• _Directions_: Scan the records below. Copy every line in which the word "slice" appears.

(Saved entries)

======

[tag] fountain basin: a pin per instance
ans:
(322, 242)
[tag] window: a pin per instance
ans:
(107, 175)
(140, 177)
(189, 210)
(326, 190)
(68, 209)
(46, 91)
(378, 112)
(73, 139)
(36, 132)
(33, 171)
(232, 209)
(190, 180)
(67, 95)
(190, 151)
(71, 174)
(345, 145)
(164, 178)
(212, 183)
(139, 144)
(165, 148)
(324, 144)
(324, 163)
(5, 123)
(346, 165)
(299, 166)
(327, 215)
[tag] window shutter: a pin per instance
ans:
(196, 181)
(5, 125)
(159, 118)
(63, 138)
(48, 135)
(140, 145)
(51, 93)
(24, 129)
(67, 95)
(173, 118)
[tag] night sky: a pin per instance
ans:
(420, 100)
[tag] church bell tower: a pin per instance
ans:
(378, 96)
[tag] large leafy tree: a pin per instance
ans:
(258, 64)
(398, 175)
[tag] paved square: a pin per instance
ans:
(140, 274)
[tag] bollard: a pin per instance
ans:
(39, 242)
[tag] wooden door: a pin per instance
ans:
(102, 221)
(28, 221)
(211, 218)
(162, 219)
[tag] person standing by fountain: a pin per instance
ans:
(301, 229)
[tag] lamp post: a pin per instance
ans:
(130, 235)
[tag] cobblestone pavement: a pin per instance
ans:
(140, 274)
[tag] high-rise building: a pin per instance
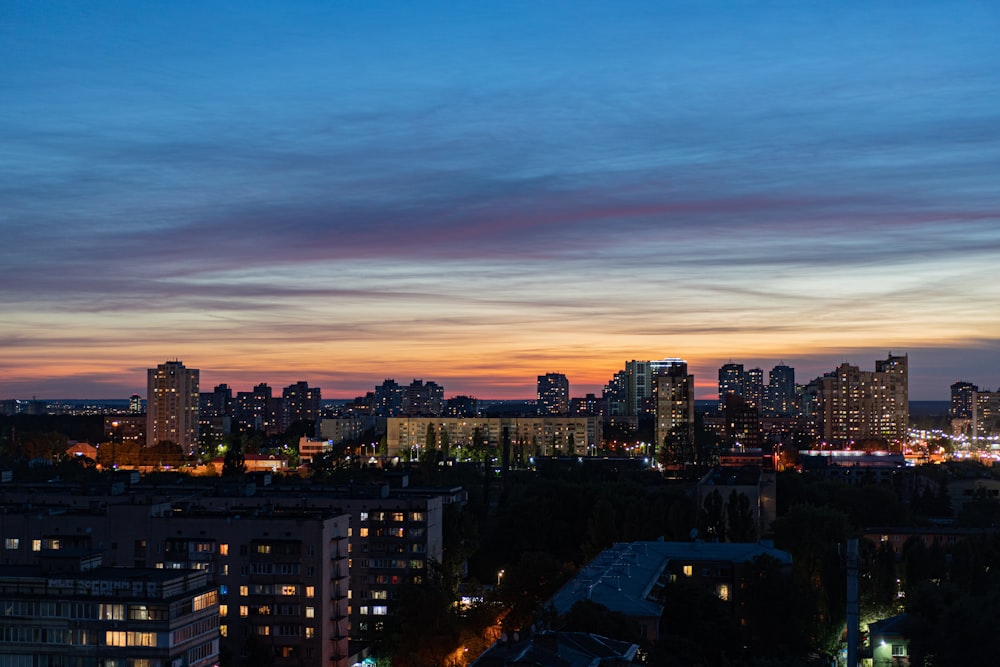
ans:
(962, 401)
(257, 410)
(553, 394)
(299, 402)
(423, 399)
(673, 390)
(731, 381)
(780, 391)
(172, 405)
(753, 389)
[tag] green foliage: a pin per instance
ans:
(234, 463)
(696, 628)
(739, 518)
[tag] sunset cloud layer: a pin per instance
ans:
(477, 194)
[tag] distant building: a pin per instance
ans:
(780, 392)
(629, 578)
(962, 400)
(559, 649)
(462, 406)
(423, 399)
(257, 410)
(553, 394)
(529, 436)
(172, 405)
(732, 381)
(68, 609)
(850, 407)
(299, 402)
(673, 390)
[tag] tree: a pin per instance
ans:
(740, 525)
(711, 517)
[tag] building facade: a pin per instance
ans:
(172, 405)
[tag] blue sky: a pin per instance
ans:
(478, 193)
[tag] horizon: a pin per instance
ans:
(706, 390)
(343, 192)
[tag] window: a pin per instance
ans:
(112, 612)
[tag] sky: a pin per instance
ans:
(477, 193)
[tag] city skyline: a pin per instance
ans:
(340, 193)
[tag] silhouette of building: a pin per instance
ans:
(66, 608)
(299, 402)
(423, 399)
(553, 394)
(673, 390)
(172, 405)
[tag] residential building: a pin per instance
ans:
(553, 394)
(850, 407)
(422, 399)
(732, 381)
(172, 405)
(529, 436)
(673, 390)
(629, 578)
(67, 608)
(299, 403)
(559, 649)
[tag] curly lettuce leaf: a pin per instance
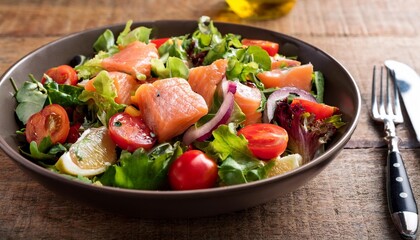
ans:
(306, 134)
(238, 165)
(103, 97)
(142, 170)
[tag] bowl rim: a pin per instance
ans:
(332, 150)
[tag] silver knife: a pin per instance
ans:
(408, 82)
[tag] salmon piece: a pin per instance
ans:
(300, 77)
(283, 63)
(134, 59)
(169, 106)
(249, 100)
(204, 79)
(125, 85)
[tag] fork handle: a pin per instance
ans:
(401, 202)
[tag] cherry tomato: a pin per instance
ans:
(63, 74)
(270, 47)
(159, 41)
(266, 141)
(130, 132)
(51, 121)
(74, 133)
(193, 170)
(321, 111)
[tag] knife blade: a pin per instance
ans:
(408, 82)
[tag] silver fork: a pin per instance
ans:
(401, 202)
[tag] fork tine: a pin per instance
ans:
(381, 96)
(374, 104)
(389, 100)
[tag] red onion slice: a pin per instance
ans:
(222, 116)
(280, 95)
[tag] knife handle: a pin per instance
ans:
(401, 202)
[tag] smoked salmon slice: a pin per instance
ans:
(169, 106)
(204, 79)
(249, 100)
(283, 63)
(299, 76)
(125, 86)
(134, 59)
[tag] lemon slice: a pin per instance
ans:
(285, 164)
(90, 155)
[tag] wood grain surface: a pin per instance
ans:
(346, 201)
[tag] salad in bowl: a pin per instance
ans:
(194, 111)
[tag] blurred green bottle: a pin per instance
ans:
(261, 9)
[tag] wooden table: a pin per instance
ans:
(346, 201)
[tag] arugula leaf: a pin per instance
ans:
(31, 98)
(103, 97)
(142, 170)
(238, 163)
(128, 36)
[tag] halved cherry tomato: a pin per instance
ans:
(130, 132)
(159, 41)
(270, 47)
(51, 121)
(193, 170)
(63, 74)
(266, 141)
(320, 110)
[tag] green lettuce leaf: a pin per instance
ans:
(92, 67)
(175, 67)
(103, 98)
(238, 165)
(63, 94)
(171, 48)
(45, 152)
(128, 36)
(105, 42)
(318, 80)
(142, 170)
(31, 98)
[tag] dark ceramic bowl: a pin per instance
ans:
(341, 91)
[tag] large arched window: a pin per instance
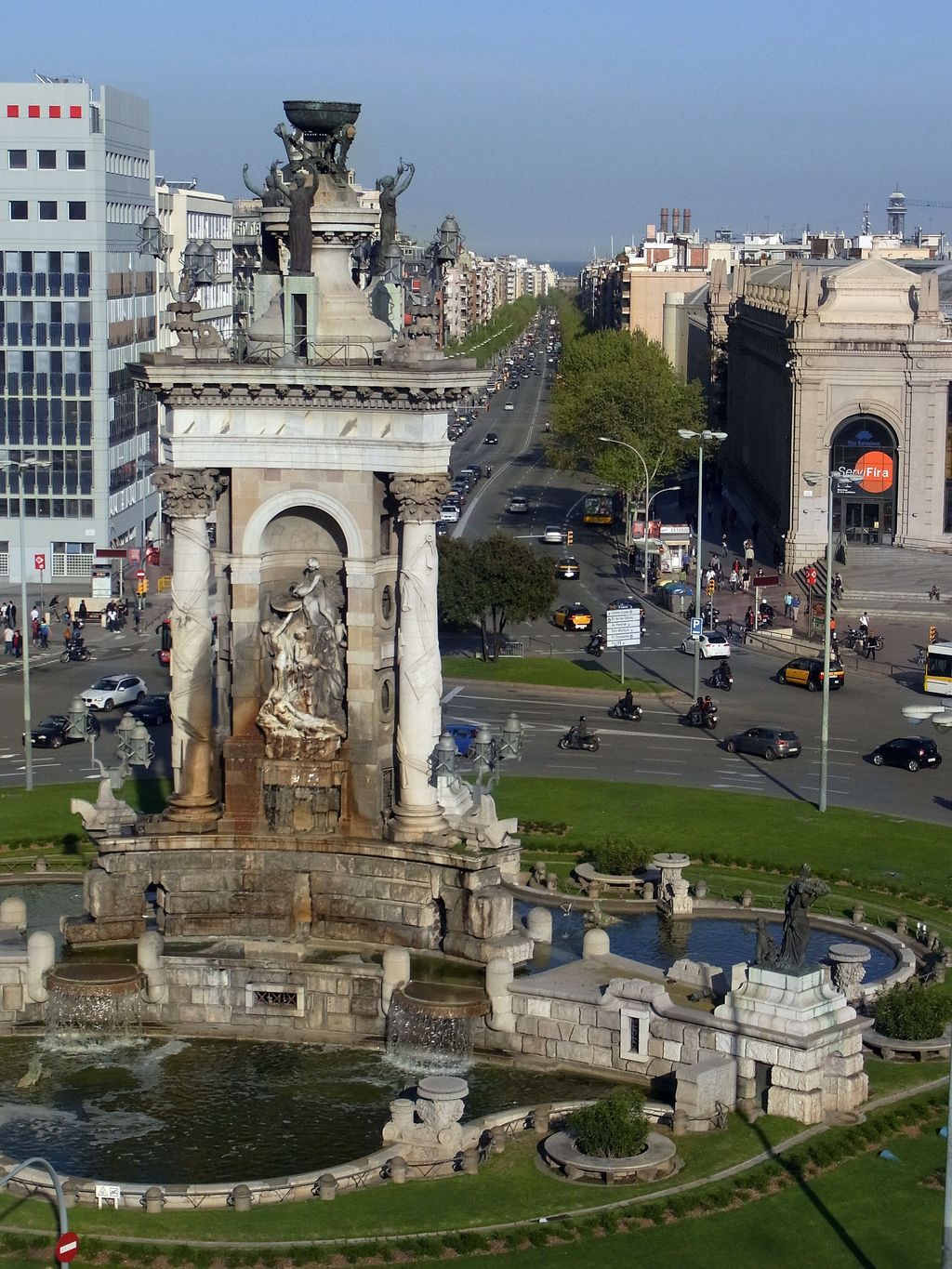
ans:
(865, 452)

======

• _Result_:
[tag] red onion slice: a pin per instance
[tag] smoked salmon slice: a pin per instance
[tag] lemon slice: a pin per instance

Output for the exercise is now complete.